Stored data
+++
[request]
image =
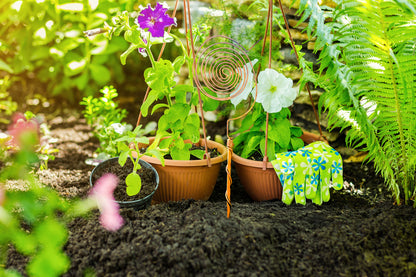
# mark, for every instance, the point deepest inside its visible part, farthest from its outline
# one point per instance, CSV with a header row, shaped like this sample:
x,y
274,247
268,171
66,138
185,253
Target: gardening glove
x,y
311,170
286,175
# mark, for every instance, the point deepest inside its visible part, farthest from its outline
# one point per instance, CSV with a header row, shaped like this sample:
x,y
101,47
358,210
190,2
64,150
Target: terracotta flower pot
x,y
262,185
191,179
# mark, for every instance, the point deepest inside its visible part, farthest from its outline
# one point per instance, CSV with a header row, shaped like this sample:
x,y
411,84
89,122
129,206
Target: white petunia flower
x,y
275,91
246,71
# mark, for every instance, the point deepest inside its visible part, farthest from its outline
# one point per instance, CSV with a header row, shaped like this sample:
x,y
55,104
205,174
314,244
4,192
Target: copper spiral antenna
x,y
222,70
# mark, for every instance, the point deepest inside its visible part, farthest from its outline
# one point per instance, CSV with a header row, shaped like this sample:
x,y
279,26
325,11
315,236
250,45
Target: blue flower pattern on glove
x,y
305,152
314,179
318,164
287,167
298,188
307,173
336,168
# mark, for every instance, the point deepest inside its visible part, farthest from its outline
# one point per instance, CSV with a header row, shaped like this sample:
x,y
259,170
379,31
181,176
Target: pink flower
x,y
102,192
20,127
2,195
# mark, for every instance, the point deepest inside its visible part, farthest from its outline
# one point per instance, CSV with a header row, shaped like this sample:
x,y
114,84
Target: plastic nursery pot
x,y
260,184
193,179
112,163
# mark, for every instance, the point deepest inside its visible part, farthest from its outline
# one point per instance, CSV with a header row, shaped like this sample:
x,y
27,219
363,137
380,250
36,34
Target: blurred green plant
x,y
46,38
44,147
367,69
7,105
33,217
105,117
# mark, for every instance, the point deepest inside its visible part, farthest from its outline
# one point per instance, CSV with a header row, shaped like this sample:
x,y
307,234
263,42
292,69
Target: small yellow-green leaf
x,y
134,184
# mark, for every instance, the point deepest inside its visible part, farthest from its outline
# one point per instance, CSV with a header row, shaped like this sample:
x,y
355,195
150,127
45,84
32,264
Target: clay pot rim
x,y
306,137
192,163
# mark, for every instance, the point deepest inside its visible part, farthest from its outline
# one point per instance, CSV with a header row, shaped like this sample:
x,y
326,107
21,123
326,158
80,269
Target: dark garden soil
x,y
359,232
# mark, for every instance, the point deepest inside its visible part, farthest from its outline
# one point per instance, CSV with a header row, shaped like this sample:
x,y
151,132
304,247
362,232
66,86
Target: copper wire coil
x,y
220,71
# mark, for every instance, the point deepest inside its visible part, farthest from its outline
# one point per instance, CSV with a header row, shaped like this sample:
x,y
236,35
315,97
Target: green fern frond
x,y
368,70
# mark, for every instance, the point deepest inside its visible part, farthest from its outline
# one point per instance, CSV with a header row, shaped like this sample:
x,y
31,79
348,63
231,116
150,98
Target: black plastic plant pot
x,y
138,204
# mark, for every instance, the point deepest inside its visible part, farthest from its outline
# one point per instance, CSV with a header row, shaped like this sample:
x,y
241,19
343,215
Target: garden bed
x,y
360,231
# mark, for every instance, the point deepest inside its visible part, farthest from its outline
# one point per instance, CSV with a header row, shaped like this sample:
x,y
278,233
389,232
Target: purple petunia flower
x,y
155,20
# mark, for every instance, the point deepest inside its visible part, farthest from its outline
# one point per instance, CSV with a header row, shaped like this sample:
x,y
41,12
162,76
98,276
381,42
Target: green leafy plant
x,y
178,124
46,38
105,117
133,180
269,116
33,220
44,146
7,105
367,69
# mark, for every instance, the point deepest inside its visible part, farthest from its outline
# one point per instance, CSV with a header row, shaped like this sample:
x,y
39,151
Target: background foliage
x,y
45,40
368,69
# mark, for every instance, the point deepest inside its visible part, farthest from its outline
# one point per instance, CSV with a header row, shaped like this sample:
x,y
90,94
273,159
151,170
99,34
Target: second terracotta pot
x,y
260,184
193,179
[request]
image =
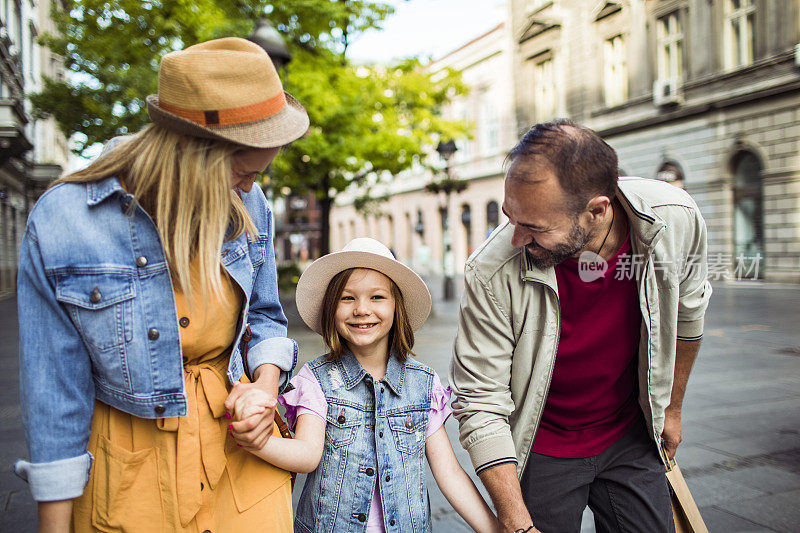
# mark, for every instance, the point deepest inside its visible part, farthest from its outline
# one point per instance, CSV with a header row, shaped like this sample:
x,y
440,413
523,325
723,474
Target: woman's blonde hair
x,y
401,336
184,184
+++
*Task objective*
Transcribe the data exactly and leave no picture in the copy.

*Exercise solution*
[request]
image =
# mark, for every instance, the point deepest inside its visible part, farthest from its outline
# one point per instance, CSV with a header row, shaped like this sample:
x,y
274,247
268,171
66,138
185,253
Target: gardening glove
x,y
311,170
286,175
# mark, for every instance, the point deepest inside its visible part, farthest from its outline
# one point per instance, CSV with a header row, shaped like this sample:
x,y
101,47
358,210
190,2
64,150
Target: terracotta flower pot
x,y
262,185
191,179
# mark, for every instance, the point deepest inside its visible part, farthest from its outline
# one point per instance, CSV with a header row, shaped like this sample:
x,y
411,84
89,122
129,206
Target: white petunia flower
x,y
275,91
246,71
# mark, for every instance, the point deepest inside its visible part, farthest from its outline
# one point per instance, CSV with a header row, shaped like this sample:
x,y
55,104
205,174
314,244
4,192
Target: copper spiral antenna
x,y
222,70
# mark, for every instance, the point deepest inside its visible part, farthest from its outline
# one point per instance, CSV with a header row, shaped like this sample:
x,y
279,26
325,11
315,236
250,45
Target: blue flower pattern on glove
x,y
305,152
314,179
318,164
287,167
298,188
307,173
336,168
# mark, for every instance, the point deepest inside its visible part, farthest from its outline
# one point per instance, CSV with a header row, shaped like this sample:
x,y
259,170
379,31
181,176
Target: pink flower
x,y
102,192
20,127
2,195
# mark, for every instance, the point deepest inside its visible part, farthest from its outline
# one point per instance, CSV with a header row, shaped like this sample:
x,y
114,84
Target: plastic nursery pot
x,y
260,184
193,179
112,163
# mark, for every instance, the point deepest inside its visible part, farthest from its outline
# one point per instance, CSV with a header row, shaped like this sample:
x,y
27,219
363,137
380,250
36,34
Target: blurred green plant
x,y
46,38
44,147
367,69
7,105
33,217
105,117
# mark, for every instance, the point deepest inside its visible part, farthest from its outline
# one point per instance, CSV with a header row, shaped like this sample:
x,y
307,234
263,42
292,69
Target: small yellow-green leaf
x,y
134,184
# mark, for every instance, the point deepest inside its visible part, farthest from its outline
# one point per instance, CSV with a header row, shaped like this sample:
x,y
355,195
150,127
45,84
32,264
Target: clay pot rim
x,y
306,137
192,163
# mark, for every instance, the point deepest inside its visible part, farthest from its outline
# one point per instance, CSV with a header row, shaped like this sample:
x,y
326,107
21,123
326,158
80,269
Target: dark garden soil
x,y
359,232
# mark, for every instance, the point deepest inside its visible part, farthest from its outline
# one point per instance, CSV with a header row, shaped like this sample:
x,y
151,132
304,247
362,232
66,86
Target: copper wire coil
x,y
220,71
# mark, for every instance, the point deepest inside its visible part, farthest from its outline
# one point per instance, CSV with a header row, shaped like this sample:
x,y
236,35
315,97
Target: green fern frond
x,y
368,70
# mark, for every instance, the point deepest inside its visible part, farthest from its outline
# one point per instance, CSV with a header row, shaped like this sample:
x,y
31,79
348,63
231,116
150,98
Target: black plastic plant pot
x,y
138,204
# mark, for every instance, the point deepest inside its visible part, farthest from its outline
# one point per instance, CSV with a header row, shaped like this sample:
x,y
241,19
343,215
Target: garden bed
x,y
360,231
# mark, for every instance, the point deepest inside its visible part, farthest from its outline
# one point per instance, CSV with a header row, shaped like this sample:
x,y
278,233
389,232
Target: purple petunia flower
x,y
155,20
# mark, for every instance, the point deepest inside its visible part, farthest from its outline
# one point per instance, CSV with a header row, shaped like this sample:
x,y
41,12
162,76
98,276
381,42
Target: green leafy plant
x,y
178,124
46,38
105,117
133,180
269,116
33,220
44,146
7,105
367,69
# mark, for every instance, the point deepest inside its visible part, farthest from its outline
# one point per instance, CSV with a header row, shaped like this sample:
x,y
39,151
Target: background foliage
x,y
45,40
368,69
# mark, for every instance, the point deepest inside its visible part, farthest from its outline
# one point per instance, CSV with a header row, shaped like this sample:
x,y
90,94
273,159
151,170
99,34
Target: second terracotta pot
x,y
260,184
193,179
[request]
image =
# mark, for every instance, the point deepest inside its visible part, farthest from its outline
# one point per instance, CSV with a header row, shaped like this sample:
x,y
440,413
523,325
723,474
Target: woman's blonde hair
x,y
401,336
184,184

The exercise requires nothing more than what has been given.